▶ **WORK TO BE COMPLETED**
Please format the stretch of the material from the line containing "describing the fortress" through the line containing "349 253 545 329", both included, as a JSON list of strings with one string per line and blank lines left out.

[START SUPPLIED MATERIAL]

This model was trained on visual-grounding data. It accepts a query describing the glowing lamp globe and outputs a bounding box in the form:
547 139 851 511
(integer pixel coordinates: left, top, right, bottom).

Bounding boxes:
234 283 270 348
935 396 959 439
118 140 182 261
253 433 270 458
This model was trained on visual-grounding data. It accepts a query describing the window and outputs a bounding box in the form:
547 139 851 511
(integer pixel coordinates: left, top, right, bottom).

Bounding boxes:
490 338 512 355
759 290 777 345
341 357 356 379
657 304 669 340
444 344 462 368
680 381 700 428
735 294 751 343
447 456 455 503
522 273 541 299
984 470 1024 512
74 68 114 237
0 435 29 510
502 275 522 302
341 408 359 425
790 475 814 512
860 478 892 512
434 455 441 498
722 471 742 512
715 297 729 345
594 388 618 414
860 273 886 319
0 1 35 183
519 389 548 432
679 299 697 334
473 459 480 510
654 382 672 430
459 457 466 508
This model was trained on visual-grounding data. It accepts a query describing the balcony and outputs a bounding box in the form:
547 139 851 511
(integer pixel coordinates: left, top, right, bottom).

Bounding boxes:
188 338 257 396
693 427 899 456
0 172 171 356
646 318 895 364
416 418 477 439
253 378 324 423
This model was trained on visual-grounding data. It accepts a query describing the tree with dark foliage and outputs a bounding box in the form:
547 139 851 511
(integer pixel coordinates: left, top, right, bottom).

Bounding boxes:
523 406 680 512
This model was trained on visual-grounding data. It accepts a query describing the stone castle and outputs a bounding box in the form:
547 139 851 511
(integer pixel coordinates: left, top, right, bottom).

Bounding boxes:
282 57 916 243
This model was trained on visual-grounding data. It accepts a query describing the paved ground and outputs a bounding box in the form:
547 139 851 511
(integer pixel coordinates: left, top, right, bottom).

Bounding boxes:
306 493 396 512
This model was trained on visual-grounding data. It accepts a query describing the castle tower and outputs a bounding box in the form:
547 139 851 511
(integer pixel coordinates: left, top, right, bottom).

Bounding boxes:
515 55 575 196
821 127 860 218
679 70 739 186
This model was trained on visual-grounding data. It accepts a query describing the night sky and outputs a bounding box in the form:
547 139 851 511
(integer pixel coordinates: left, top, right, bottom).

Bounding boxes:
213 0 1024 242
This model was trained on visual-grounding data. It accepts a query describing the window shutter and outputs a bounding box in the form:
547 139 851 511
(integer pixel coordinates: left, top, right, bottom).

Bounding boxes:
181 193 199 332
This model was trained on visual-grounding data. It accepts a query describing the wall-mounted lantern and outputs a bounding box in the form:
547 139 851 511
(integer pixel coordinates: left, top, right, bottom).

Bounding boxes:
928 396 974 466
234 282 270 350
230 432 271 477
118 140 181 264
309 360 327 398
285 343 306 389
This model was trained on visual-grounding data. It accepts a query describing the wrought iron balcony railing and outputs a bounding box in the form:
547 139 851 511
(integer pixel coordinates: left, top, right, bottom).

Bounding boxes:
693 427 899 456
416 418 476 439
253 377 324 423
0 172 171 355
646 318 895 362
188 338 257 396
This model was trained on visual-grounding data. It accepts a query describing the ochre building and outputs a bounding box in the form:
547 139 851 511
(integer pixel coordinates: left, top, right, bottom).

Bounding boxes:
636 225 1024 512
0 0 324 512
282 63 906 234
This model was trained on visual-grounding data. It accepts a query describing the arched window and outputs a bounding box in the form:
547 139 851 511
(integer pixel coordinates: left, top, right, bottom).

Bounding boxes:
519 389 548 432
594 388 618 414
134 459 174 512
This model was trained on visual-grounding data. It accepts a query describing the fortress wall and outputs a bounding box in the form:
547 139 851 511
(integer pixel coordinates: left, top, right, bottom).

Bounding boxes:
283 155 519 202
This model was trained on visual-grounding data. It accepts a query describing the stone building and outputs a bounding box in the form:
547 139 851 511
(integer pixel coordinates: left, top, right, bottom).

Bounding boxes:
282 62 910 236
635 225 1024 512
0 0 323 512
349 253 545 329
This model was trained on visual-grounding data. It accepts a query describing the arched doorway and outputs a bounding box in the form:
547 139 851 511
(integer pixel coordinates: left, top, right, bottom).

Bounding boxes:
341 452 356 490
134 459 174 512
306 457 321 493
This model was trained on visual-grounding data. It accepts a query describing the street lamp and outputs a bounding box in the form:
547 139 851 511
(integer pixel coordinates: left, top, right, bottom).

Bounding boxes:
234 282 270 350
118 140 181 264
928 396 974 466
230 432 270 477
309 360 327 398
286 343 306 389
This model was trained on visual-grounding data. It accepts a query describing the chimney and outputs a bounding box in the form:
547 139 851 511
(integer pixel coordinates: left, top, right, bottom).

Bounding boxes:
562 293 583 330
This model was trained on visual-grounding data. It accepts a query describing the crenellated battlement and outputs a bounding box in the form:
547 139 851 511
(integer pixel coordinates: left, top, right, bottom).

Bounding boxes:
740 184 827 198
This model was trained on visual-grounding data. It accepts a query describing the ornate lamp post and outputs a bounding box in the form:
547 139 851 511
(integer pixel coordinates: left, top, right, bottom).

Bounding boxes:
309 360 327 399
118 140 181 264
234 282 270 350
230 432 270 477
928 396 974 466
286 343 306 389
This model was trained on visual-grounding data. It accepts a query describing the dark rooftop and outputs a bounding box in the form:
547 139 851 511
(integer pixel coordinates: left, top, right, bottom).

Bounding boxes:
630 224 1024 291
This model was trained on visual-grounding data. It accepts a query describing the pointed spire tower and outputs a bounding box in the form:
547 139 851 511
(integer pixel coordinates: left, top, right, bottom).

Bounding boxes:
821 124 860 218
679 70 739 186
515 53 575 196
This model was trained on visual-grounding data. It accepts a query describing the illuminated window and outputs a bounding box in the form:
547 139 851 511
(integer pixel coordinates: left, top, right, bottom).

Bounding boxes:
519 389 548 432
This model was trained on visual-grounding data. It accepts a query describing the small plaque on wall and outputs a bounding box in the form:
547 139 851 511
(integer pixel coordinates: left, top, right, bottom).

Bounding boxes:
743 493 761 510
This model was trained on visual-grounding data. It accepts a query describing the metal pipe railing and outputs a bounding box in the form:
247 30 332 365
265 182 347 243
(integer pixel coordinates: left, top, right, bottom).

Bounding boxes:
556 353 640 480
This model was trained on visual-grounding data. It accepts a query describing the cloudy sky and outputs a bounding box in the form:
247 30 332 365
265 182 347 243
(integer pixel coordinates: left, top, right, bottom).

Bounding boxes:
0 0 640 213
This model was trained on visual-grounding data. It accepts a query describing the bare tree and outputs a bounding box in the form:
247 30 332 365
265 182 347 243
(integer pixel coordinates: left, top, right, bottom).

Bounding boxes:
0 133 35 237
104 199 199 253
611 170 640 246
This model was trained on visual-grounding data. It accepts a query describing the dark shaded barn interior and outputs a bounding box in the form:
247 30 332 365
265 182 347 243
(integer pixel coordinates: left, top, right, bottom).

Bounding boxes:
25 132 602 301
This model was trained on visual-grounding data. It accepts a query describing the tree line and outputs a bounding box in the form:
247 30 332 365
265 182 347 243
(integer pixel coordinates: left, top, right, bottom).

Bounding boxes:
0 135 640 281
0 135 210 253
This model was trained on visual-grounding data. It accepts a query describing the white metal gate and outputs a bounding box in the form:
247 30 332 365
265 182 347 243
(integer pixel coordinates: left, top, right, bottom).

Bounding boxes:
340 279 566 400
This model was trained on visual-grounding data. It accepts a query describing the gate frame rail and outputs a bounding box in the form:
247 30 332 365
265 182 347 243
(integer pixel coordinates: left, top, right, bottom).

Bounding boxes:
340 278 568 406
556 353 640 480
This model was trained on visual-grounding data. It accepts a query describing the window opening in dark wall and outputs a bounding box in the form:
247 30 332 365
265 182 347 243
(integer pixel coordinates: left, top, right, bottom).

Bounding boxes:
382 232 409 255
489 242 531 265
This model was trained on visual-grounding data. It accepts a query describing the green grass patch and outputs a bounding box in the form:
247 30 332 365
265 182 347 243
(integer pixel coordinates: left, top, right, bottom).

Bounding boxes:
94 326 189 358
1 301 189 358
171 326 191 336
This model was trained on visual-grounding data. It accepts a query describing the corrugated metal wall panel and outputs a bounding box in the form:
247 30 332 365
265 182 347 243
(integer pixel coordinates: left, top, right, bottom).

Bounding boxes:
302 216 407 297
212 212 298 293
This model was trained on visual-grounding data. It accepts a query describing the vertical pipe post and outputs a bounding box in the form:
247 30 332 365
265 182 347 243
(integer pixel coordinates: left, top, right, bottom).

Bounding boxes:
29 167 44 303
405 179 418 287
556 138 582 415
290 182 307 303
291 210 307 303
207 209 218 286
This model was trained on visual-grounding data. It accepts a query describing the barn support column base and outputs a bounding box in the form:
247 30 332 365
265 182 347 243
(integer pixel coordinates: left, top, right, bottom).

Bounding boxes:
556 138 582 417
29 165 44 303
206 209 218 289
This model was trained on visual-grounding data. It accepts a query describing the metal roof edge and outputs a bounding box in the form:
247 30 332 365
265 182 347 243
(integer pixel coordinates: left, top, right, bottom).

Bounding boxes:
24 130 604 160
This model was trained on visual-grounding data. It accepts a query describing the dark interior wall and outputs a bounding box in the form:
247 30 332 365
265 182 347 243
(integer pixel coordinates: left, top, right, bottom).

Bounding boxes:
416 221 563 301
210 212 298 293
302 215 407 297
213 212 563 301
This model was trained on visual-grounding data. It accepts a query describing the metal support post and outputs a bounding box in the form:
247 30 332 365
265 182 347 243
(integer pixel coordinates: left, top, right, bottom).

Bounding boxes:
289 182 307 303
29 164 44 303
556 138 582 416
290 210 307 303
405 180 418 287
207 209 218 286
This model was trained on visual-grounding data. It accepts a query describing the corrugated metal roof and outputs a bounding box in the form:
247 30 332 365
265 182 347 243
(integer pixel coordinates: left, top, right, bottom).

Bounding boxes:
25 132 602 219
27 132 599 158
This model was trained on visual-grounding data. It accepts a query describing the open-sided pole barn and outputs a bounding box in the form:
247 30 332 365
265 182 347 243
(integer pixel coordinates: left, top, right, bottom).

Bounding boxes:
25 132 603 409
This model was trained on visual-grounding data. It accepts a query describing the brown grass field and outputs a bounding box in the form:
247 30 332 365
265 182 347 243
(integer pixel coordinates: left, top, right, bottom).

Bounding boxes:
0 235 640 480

[END SUPPLIED MATERIAL]

▶ **FINISHED EXERCISE**
[
  "This model was trained on visual-grounding data. It accepts a query describing the fortress wall and outputs a bounding box in the form:",
  "547 139 851 511",
  "(integer pixel coordinates: left, top, right, bottom).",
  "Bounding boxes:",
  "283 155 519 202",
  "This model was trained on visual-grounding data. It accepts a query describing the stone building and outputs a bounding box in the form:",
  "547 139 851 511",
  "(integer pixel coordinates: left, top, right, bottom).",
  "Bounding boxes:",
  "282 62 910 236",
  "635 225 1024 512",
  "0 0 323 512",
  "349 253 545 329"
]